**Vorgegebener Text:**

◆ ◆ ◆

„Tapetennagel“ Freimuth: Sohn auf Vaters Spuren

Götzis (dpa) - Er hat das Zehnkampf-Gen seines Vaters geerbt, doch „schuld“ an seinem Leben als Leichtathlet ist Zwillingsbruder Hanno. Rico Freimuth erinnerte sich bei seinem Debüt im Mehrkampf-Mekka Götzis an alte Zeiten, wie vor acht Jahren alles begann.

„Zehnkampf ist zur großen Liebe geworden, aber das hat weniger mit meinem Vater zu tun. Es war mein Bruder - und gesunder Ehrgeiz“, sagte der 23-Jährige aus Halle an der Saale in einem Gespräch mit der Nachrichtenagentur dpa.

„Hanno war mit 15 Basketballer und schon in der Jugend- Nationalmannschaft. Ich wollte ihm nacheifern“, sagt Rico Freimuth, der in Götzis für ein historisches Novum sorgte: Erstmals in der 37-jährigen Geschichte des Meetings war der Sohn eines ehemaligen Siegers am Start. DDR-Rekordmann Uwe Freimuth hatte in der Marktgemeinde in Vorarlberg sogar zweimal (1985 und 1988) gewonnen. Seine Bestleistung von 8792 Punkten ist für den Filius zwar noch zwei Nummern zu groß - aber er arbeitet daran.

Mit dem Fußball klappte es bei beiden Freimuth-Jungs damals nicht so recht. „Die bewegten sich am Ball wie zwei Störche im Salatbeet“, meint der Vater lachend. Und später, als Hanno unterm Korb schon obenauf war, packte Rico der Ehrgeiz. Mutter Freimuth empfahl den Zehnkampf als Alternative. „Ich habe sie gefragt: Was ist denn das? Mutter meinte nur: Das hat doch dein Papa früher gemacht.“ Alles klar. Rico „wollte kein Statist sein“. Sondern Solist. Er wurde Leichtathlet und ist heute eine große deutsche Zehnkampf-Hoffnung.

◆ ◆ ◆

**Aufgaben:**
- a) Gib den Text über den Zehnkämpfer Rico Freimuth vollständig und wortgetreu wieder.
- b) Wähle aus den Datensätzen jede Zeile aus, in der die Zeichenfolge „woman“ vorkommt, und schreibe diese Zeilen ab.
Der Text und die Datensätze sind voneinander unabhängiges Material.

**Bereitgestellte Datensätze:**
◆ ◆ ◆

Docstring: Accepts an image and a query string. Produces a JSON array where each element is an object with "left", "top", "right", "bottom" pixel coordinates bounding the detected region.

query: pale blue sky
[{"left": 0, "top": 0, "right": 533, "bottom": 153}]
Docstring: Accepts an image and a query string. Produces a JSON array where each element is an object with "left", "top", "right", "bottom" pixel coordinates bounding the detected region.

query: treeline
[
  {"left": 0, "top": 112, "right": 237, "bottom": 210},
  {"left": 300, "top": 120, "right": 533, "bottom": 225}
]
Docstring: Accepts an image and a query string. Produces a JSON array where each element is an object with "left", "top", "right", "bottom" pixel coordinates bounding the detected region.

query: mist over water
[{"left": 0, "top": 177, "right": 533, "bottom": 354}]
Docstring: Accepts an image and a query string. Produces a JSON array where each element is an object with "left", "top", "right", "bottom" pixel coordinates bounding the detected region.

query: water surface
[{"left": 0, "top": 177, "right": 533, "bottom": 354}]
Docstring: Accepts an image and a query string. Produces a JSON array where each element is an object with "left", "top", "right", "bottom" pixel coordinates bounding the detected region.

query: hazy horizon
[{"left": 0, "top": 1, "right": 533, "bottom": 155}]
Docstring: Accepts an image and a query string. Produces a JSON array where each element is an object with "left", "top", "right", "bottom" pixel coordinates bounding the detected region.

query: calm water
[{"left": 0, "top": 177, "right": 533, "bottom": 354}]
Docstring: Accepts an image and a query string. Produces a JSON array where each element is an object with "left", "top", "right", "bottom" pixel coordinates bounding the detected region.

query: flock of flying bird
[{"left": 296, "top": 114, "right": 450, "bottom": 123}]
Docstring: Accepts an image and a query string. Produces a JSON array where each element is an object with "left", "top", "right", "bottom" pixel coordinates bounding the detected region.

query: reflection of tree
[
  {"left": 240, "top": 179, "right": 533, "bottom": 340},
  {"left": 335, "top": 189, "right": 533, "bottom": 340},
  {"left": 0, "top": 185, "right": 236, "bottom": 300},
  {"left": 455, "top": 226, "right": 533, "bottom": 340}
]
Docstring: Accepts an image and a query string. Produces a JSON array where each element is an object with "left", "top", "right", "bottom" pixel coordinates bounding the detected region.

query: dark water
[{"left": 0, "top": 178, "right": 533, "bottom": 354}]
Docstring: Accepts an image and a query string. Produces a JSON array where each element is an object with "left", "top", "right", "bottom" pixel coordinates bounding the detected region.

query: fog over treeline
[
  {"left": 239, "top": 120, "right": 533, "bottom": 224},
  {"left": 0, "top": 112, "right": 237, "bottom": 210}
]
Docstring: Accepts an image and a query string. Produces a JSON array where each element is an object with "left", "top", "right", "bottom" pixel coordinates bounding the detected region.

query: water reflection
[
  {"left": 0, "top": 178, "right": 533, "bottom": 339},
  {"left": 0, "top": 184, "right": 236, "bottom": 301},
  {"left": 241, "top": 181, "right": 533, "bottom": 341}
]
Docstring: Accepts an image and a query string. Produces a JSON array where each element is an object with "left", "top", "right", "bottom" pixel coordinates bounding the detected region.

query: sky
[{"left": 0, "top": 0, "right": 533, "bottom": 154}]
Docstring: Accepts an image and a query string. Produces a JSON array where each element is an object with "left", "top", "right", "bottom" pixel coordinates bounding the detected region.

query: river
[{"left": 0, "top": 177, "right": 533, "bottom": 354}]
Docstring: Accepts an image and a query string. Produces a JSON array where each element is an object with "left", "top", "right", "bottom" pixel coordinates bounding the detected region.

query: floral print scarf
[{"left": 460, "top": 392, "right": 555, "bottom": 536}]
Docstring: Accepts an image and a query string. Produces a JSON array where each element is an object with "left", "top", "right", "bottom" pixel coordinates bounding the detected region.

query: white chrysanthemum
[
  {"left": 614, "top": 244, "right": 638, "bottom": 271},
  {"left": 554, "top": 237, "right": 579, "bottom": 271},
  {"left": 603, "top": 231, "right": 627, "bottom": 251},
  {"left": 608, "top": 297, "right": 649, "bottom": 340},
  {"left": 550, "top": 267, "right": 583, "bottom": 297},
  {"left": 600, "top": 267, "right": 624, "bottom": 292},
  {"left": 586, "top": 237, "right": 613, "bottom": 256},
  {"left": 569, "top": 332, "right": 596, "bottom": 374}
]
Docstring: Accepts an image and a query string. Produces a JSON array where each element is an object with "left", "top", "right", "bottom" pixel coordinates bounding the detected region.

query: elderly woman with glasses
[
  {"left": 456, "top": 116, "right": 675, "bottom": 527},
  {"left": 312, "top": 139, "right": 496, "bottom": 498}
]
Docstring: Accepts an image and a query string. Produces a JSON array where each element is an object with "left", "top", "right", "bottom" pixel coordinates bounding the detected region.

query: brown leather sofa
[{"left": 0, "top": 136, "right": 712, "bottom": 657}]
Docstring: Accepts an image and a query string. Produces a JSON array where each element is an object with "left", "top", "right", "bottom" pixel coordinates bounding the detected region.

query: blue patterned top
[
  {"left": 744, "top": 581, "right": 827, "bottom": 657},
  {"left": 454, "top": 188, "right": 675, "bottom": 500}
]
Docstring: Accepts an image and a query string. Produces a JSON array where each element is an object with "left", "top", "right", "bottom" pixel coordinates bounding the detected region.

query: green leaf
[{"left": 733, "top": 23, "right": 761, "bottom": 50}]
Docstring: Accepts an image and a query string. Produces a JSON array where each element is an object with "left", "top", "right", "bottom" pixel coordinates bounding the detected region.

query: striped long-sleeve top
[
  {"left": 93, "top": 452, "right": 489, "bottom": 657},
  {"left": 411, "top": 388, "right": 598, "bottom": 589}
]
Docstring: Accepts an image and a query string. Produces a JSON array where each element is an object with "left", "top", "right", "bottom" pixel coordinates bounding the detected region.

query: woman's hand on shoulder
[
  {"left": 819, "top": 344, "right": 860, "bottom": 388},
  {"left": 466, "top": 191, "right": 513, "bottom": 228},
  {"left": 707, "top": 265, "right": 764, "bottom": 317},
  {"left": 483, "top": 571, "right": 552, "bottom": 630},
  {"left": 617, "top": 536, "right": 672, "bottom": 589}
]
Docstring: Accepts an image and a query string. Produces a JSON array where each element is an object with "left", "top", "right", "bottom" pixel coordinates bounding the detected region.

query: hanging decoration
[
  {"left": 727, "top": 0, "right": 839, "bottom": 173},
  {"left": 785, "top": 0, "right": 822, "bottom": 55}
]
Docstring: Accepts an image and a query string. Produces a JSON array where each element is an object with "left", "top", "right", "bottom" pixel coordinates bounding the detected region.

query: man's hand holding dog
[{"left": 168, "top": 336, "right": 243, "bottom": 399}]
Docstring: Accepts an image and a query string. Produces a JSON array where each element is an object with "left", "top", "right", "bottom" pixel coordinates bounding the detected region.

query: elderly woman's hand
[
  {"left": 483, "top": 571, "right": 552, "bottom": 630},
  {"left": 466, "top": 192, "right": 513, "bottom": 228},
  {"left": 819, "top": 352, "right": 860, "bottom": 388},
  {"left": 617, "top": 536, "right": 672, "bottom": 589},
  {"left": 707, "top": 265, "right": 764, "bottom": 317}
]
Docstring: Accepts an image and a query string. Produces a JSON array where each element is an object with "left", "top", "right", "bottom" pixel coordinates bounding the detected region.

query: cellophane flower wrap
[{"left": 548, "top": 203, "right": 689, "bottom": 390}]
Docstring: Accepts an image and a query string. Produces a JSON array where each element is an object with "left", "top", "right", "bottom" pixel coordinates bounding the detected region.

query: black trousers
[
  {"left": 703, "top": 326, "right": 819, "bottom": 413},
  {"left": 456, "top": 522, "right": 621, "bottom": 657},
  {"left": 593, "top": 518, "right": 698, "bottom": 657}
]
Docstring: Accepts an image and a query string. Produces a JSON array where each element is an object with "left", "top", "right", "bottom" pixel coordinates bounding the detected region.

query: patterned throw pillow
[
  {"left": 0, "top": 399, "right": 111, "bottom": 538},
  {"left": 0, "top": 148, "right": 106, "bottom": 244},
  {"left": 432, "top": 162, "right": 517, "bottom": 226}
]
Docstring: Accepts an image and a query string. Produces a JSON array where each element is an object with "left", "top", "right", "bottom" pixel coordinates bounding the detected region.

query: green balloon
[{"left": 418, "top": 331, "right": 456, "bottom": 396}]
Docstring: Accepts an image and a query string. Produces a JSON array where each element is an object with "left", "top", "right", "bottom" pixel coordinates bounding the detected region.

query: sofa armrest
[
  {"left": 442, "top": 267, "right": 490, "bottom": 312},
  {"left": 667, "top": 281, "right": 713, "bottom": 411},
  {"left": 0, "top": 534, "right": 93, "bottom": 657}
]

◆ ◆ ◆

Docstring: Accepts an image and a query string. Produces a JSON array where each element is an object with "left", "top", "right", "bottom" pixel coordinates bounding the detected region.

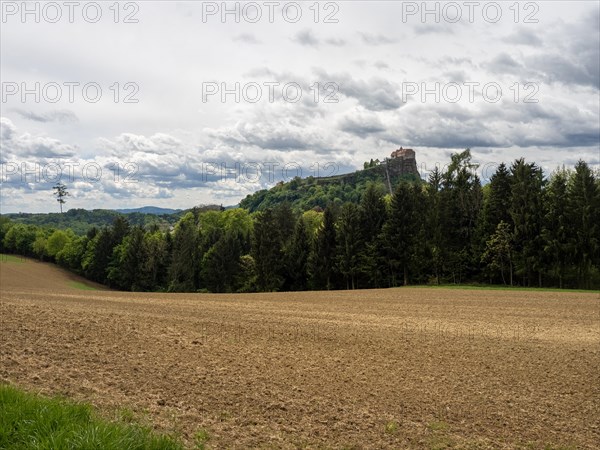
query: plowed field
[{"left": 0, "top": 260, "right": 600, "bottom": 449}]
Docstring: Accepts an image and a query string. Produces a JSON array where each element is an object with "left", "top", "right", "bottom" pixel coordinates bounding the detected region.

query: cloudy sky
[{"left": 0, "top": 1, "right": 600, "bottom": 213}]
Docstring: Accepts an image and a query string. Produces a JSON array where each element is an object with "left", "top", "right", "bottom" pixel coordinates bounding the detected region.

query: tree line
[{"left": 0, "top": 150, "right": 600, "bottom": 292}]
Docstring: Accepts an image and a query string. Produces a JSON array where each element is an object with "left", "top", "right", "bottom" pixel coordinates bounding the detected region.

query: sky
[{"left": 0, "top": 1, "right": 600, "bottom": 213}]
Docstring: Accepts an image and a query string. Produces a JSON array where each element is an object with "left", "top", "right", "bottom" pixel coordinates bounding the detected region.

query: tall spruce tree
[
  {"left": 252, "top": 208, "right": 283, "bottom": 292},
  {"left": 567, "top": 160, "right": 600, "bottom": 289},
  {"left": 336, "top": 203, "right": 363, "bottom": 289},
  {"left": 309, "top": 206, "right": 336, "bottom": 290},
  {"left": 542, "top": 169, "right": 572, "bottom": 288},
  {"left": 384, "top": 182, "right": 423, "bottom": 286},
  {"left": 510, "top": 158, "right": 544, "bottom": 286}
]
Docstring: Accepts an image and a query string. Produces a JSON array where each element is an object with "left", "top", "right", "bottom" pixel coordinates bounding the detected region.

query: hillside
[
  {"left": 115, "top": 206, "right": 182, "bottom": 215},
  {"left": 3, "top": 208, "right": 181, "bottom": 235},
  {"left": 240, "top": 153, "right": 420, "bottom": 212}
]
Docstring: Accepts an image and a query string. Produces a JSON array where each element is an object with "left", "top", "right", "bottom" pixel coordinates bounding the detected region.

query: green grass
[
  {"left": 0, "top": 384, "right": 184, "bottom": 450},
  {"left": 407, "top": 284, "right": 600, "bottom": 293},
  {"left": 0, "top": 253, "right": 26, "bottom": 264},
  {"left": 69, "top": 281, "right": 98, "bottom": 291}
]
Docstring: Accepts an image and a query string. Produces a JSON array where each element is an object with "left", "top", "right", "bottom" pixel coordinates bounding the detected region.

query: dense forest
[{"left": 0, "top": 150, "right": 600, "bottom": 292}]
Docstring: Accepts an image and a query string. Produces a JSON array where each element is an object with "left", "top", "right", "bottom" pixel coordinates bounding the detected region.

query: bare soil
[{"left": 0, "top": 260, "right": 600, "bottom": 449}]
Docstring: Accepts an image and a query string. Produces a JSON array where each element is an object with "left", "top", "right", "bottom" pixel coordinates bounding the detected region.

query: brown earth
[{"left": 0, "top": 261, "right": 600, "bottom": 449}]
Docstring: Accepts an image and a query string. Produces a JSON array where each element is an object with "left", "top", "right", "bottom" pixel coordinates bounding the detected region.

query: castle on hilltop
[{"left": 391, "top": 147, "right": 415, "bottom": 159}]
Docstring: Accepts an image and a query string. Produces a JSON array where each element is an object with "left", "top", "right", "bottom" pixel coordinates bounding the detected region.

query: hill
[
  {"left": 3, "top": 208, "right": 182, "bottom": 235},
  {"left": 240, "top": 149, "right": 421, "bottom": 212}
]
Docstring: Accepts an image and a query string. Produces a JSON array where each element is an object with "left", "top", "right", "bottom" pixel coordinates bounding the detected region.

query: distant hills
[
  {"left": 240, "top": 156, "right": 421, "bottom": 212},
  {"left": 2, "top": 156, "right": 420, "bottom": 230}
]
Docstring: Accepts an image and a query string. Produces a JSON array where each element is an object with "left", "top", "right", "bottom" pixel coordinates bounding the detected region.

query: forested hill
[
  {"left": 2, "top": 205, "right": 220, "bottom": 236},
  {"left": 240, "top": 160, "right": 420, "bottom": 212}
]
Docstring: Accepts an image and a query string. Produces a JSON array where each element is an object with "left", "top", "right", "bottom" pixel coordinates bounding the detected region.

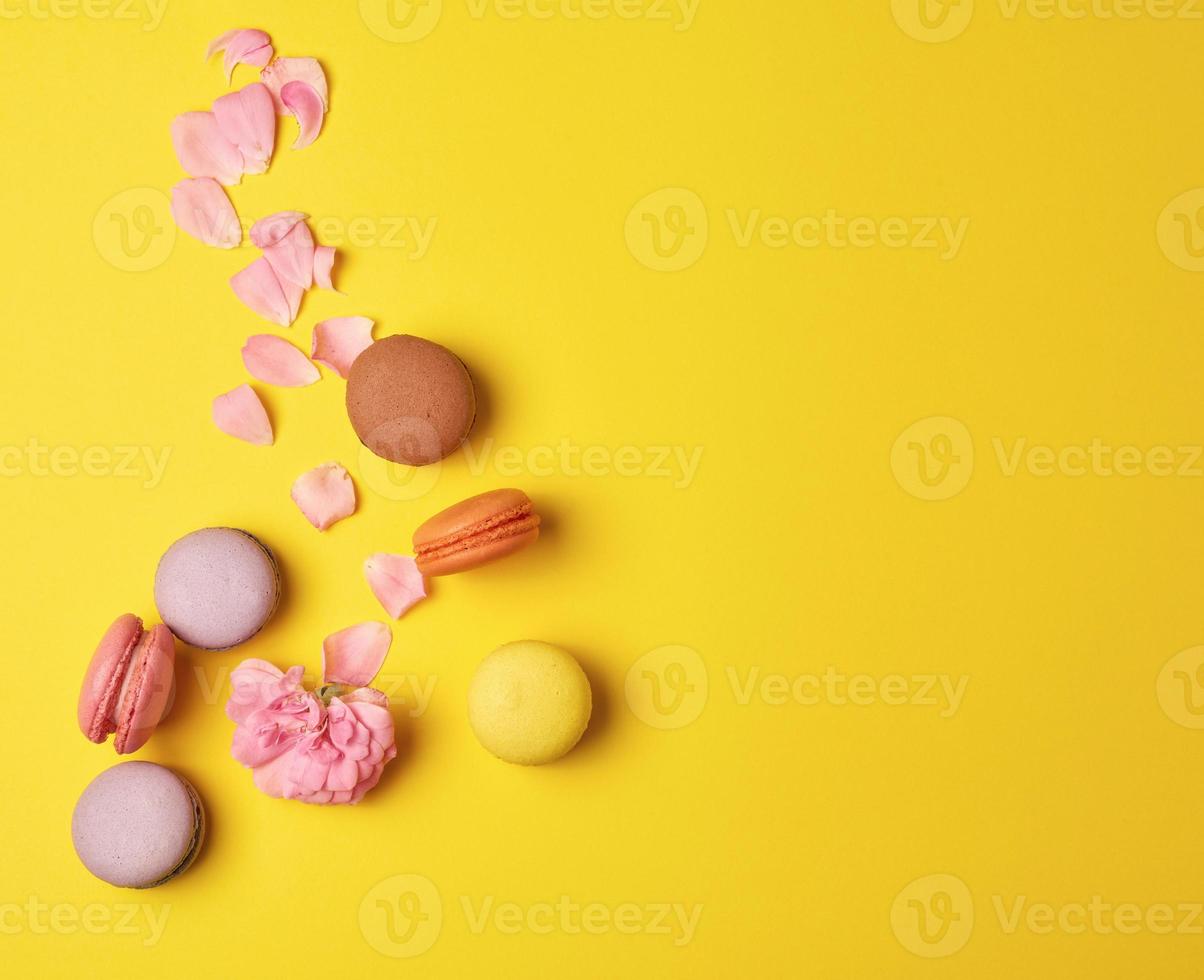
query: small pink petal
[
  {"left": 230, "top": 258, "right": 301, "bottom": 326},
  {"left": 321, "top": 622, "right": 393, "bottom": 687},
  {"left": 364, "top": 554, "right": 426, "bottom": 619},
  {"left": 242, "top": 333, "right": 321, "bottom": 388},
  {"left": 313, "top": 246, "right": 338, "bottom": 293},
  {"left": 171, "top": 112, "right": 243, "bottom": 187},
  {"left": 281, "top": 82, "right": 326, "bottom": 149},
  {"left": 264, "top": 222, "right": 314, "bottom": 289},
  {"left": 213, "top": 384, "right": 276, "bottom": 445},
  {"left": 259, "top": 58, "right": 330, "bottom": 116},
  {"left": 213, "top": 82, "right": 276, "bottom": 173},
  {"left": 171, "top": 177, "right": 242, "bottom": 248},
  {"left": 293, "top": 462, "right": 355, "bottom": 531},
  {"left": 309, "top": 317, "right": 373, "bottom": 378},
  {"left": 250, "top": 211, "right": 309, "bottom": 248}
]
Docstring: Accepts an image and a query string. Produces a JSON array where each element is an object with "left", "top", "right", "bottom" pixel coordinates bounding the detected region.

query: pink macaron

◆ ◆ ◆

**Erwartete Antworten:**
- a)
„Tapetennagel“ Freimuth: Sohn auf Vaters Spuren

Götzis (dpa) - Er hat das Zehnkampf-Gen seines Vaters geerbt, doch „schuld“ an seinem Leben als Leichtathlet ist Zwillingsbruder Hanno. Rico Freimuth erinnerte sich bei seinem Debüt im Mehrkampf-Mekka Götzis an alte Zeiten, wie vor acht Jahren alles begann.

„Zehnkampf ist zur großen Liebe geworden, aber das hat weniger mit meinem Vater zu tun. Es war mein Bruder - und gesunder Ehrgeiz“, sagte der 23-Jährige aus Halle an der Saale in einem Gespräch mit der Nachrichtenagentur dpa.

„Hanno war mit 15 Basketballer und schon in der Jugend- Nationalmannschaft. Ich wollte ihm nacheifern“, sagt Rico Freimuth, der in Götzis für ein historisches Novum sorgte: Erstmals in der 37-jährigen Geschichte des Meetings war der Sohn eines ehemaligen Siegers am Start. DDR-Rekordmann Uwe Freimuth hatte in der Marktgemeinde in Vorarlberg sogar zweimal (1985 und 1988) gewonnen. Seine Bestleistung von 8792 Punkten ist für den Filius zwar noch zwei Nummern zu groß - aber er arbeitet daran.

Mit dem Fußball klappte es bei beiden Freimuth-Jungs damals nicht so recht. „Die bewegten sich am Ball wie zwei Störche im Salatbeet“, meint der Vater lachend. Und später, als Hanno unterm Korb schon obenauf war, packte Rico der Ehrgeiz. Mutter Freimuth empfahl den Zehnkampf als Alternative. „Ich habe sie gefragt: Was ist denn das? Mutter meinte nur: Das hat doch dein Papa früher gemacht.“ Alles klar. Rico „wollte kein Statist sein“. Sondern Solist. Er wurde Leichtathlet und ist heute eine große deutsche Zehnkampf-Hoffnung.

- b)
query: elderly woman with glasses
query: woman's hand on shoulder
query: elderly woman's hand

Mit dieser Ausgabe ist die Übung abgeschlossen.